*Document section:*
^^^^^^^^^^^^^^^^
About Us
A Brief Introduction
- May 8, 2020
- Posted by: Olga Werby
- Category: Supermarket Science Background
My partner and I developed science, math, and writing curriculum for kindergarten to about 8th grade. We own the copyright on all of it. I’m looking to make it all available online for free for parents to use. Because most households with kids have more than one kid — kids in different grades. If parents and their kids ALL have to work from home, it puts tremendous pressure on computing resources. Who’s has the priority to be on a computer? A parent to do work? A high schooler studying for his SATs? A third-grader? How can a limited resource be divided amicably? Well, our materials were designed to be downloaded and printed. Kids could do activities with pen and paper and perhaps submit images or movies of their projects to share with others online. If we can make the tech work, we have the materials!
How It All Began
My sons went to a local public elementary school in San Francisco. We could walk to school and most other students got there under their own power. Like other schools around the country, our neighborhood school has few resources to teach science, but for the years my kids were there, I’ve run a school-wide program called Supermarket Science that used local resources and parents’ help to introduce scientific concepts to kids from Kindergarten to fifth grade. Only those classrooms that we interested participated, but that still amounted to about 600 kids for some activities and over 1000 for others.
One year, I worked with two fifth grade classes (about 33 students per class). And these students were responsible for teaching their Science Buddies the concepts we covered in our sciences classes. Science Buddies were students from the same school but in lower grades. We had 10 science buddies classes from Kindergarten to third grades, each was assigned a group of science mentors from fifth grade. After a six week period of instruction and experimentation in fifth-grade classrooms, science buddies were treated to science fair type presentations with a focus on a particular topic. Not only did fifth graders learned complex scientific concepts, but they were responsible for teaching others what they knew. They wrote songs, created posters, set up experiments, and made costumes and plays for their buddies. While not all students performed at the same level, all without exception worked hard on creating science materials and teaching other students what they knew — they learned through teaching. At the end of the year, they received Supermarket Science Medals for their achievements in science education. But more importantly, they all learned a lot…and so did their parents. When parents get involved in education, everyone benefits. Adults who have never been exposed to the scientific method were grappling with new ideas just like their children. And everyone was doing it in the safety of a nurturing and fun educational environment.
The presentation by the Science Buddies not only introduced exciting science concepts to my 3rd grade students, but it inspired them to create their own science experiments.
— Lisa McLaughlin, 3rd grade elementary school teacher
It’s been over a decade now and we are in possession of about 100 activities that people could do with their children at home (or in schools when those are open again after the COVID-19 pandemic). Obviously, Science Buddies is now a company that is selling science fair projects. They have nothing to do with what we were doing. We developed the activities AND a system to integrate science into elementary school. Our Science Buddies were older students teaching an “adopted” lower grade class, very similar to Reading Buddies — older kids reading books to younger ones.
We believe that reading, writing, science, art, and math are just sides of the same tetrahedron — a 4-sided pyramid is composed of four sides and a base. You can teach reading as part of the science curriculum. You can learn math as you do art projects. And writing to clearly express your ideas is necessary for everything, including the internal dialog that we continuously practice during the day. Those who learn how to talk themselves through a problem, do well in life!
There is great treasure there behind our skull and this is true about all of us. This little treasure has great, great powers, and I would say we only have learnt a very, very small part of what it can do.
—Isaac Bashevis Singer
All of our materials use local resources — thus Supermarket Science name — and came with a complete set of instructions for parents and teachers. All of our projects are linked to the National Curriculum Standards. We use are cheap and easily available materials. All can work at many different levels — younger kids can do a little, older kids could turn these projects into reports or stories or science fair projects. Everyone is different. Everyone has different strengths and a different set of talents and skills. Our materials work for all. Download the ones that look like fun (or that are doable based on your current situation) and that correspond to the Common Core Curriculum you are trying to cover and have fun!
^^^^^^^^^^^^^^^^
*Stored data:*
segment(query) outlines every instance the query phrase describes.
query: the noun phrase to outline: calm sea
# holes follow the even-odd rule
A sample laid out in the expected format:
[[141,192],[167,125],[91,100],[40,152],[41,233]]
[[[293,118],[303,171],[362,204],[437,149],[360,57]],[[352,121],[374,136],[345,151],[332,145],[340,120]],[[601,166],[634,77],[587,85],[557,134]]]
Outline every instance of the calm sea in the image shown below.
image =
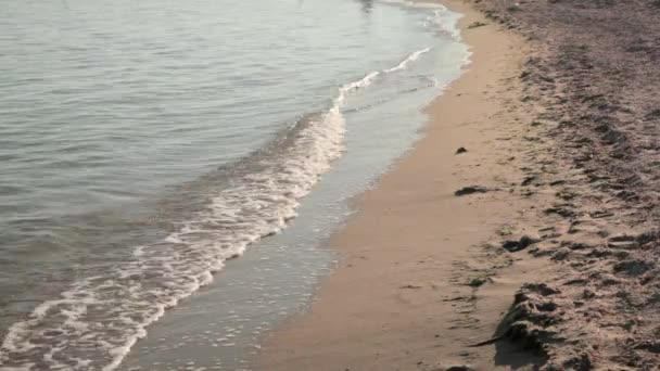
^^^^^^^^^^^^^^^^
*Exercises to complete:*
1. According to the About Us page, why is the program called Supermarket Science?
2. How many activities does the About Us page say the authors now have?
The data has no connection to the About Us page.

*Per-task outputs:*
1. The name comes from the fact that all of its materials use local resources.

2. About 100 activities.